Only an exact copy of the records below will serve as the answer.

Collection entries
######

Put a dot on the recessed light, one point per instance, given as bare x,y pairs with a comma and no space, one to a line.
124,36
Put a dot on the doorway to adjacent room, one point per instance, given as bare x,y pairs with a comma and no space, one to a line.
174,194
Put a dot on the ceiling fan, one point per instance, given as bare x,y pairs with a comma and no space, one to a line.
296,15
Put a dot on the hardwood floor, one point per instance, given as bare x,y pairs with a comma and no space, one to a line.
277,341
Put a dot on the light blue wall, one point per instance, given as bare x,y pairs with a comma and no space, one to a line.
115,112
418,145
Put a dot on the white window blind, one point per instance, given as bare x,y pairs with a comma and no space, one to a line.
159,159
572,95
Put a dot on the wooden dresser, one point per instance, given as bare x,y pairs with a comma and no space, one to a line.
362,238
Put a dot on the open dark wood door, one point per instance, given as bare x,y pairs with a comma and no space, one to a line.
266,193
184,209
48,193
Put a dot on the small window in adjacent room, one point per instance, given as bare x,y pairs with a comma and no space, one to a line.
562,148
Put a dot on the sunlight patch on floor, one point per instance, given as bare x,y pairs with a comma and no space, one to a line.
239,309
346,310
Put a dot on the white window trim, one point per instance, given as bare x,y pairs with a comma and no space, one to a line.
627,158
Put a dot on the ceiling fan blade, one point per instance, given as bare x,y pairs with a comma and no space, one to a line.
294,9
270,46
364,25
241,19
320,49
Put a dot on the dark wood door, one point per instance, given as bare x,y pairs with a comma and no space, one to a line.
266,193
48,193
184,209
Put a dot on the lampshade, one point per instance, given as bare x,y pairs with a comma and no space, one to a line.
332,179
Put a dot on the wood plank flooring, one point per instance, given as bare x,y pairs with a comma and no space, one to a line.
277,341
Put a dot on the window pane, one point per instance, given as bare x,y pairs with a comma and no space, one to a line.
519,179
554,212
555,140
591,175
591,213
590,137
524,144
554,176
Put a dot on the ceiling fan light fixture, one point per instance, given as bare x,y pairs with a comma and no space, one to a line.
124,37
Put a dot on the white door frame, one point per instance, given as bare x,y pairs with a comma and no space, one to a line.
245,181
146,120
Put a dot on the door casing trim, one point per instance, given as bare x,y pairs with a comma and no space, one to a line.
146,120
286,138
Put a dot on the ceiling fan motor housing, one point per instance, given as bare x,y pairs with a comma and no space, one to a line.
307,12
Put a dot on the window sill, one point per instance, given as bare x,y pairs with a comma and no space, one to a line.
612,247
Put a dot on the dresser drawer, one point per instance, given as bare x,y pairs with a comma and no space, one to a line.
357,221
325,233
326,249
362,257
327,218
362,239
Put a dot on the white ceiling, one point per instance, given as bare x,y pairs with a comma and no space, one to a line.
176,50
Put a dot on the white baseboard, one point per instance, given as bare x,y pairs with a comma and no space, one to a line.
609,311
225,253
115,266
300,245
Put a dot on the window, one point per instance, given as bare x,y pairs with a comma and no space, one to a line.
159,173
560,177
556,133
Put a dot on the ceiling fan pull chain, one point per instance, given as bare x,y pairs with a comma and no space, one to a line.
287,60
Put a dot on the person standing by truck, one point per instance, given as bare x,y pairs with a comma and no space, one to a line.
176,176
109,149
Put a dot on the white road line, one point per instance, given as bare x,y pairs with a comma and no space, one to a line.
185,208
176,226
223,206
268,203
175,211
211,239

######

● Response to this exercise
Put a dot on the recessed light, one point per instance, given as bare x,y pairs with a comma and no space, one to a line.
124,36
Put a dot on the doorway to adjacent room, one point per instance, given as bare x,y pairs with a comma and no space, one to a line.
174,194
Put a dot on the ceiling fan, one point per instance, given as bare x,y pairs with a comma and no space, one to a line.
296,15
Put a dot on the hardwood floor, one point per instance, given as bare x,y pairs with a comma and no space, one to a line.
277,341
Put a dot on the light blue wall, one point per instance, given as bare x,y pairs with a comma and no space, one to a line.
115,112
418,145
Put a dot on the white window blind, one point per instance, given as bare x,y pairs with a comma and no space, one to a line.
159,159
572,95
Put a dot on the wooden dresser, one point per instance, given as bare x,y pairs with a comma and no space, one to a line.
362,238
Put a dot on the open dark wood door, one point per instance, given as bare x,y pairs with a comma and no space, one to a line.
266,193
184,209
48,193
Put a dot on the small window in adjacent room, one point per instance, given as bare x,y pairs with a comma and no space, one to a line.
562,148
Put a dot on the sunlight patch on floor, one point per instance, given as bare x,y pairs with a comma and no space, one to a line.
239,309
346,310
Put a dot on the white window trim, one point per instance, given as bare x,y pairs with a comma and no space, one to a line.
627,158
Put a dot on the ceiling fan blade, one point per instance, given as bare x,y pairs with a comma and no space, one to a line.
294,9
270,46
364,25
241,19
320,49
Put a dot on the dark wood door, one point per instance, given as bare x,y pairs with a comma and no space, one to a line.
266,193
48,193
184,209
Put a dot on the lampshade, one point per instance, given as bare x,y pairs with a comma and no space, one to a line.
332,179
Put a dot on the wood plank flooring, one point per instance, given as bare x,y pairs with a comma and no space, one to a line.
277,341
Put a dot on the window pane, one point per instance, given as bare x,y pairs with a comma and no space, one to a line.
519,179
554,212
555,140
591,175
591,213
590,137
524,144
554,176
Put a dot on the ceiling fan light fixture, one point per instance, given as bare x,y pairs with a comma and no space, one to a line.
124,37
Put a dot on the white door frame, one point per instance, given as bare x,y pairs with a comma and no space, one to a line.
245,181
146,120
Put a dot on the door casing trim, one point per instance, given as bare x,y pairs with a comma and no space, one to a line.
146,120
286,138
Put a dot on the ceiling fan motor housing, one point per instance, given as bare x,y pairs with a comma and no space, one to a line.
307,12
Put a dot on the window sill, one point per instance, given as bare x,y pairs with a comma and no space, one to a line.
612,247
Put a dot on the dresser drawer, one point per instance, given as bare x,y pairs with a comma and no space, one to a line.
357,221
325,233
326,249
362,257
327,218
362,239
Put a dot on the white ceiling, one point per instance, given as bare x,y pairs with a comma and no space, one to a line.
176,50
Put a dot on the white baseboard, one point per instance, given as bare x,y pairs with a comma and no space, one to a line.
609,311
225,253
115,266
300,245
Put a dot on the window, one point per instance, given as bare x,y pairs with a comma and no space, one to a line.
159,173
560,177
556,133
Put a dot on the ceiling fan pull chain, one point per instance, given as bare x,y pairs with a comma and no space, one to a line.
287,60
Put a dot on the person standing by truck, one point per instance, given as bare x,y pairs with a comma and no space, one to a line.
176,176
109,149
Put a dot on the white road line, one point per instance, given as bare x,y pairs with a comma and no space, one to a line.
185,208
176,226
223,206
268,203
175,211
211,239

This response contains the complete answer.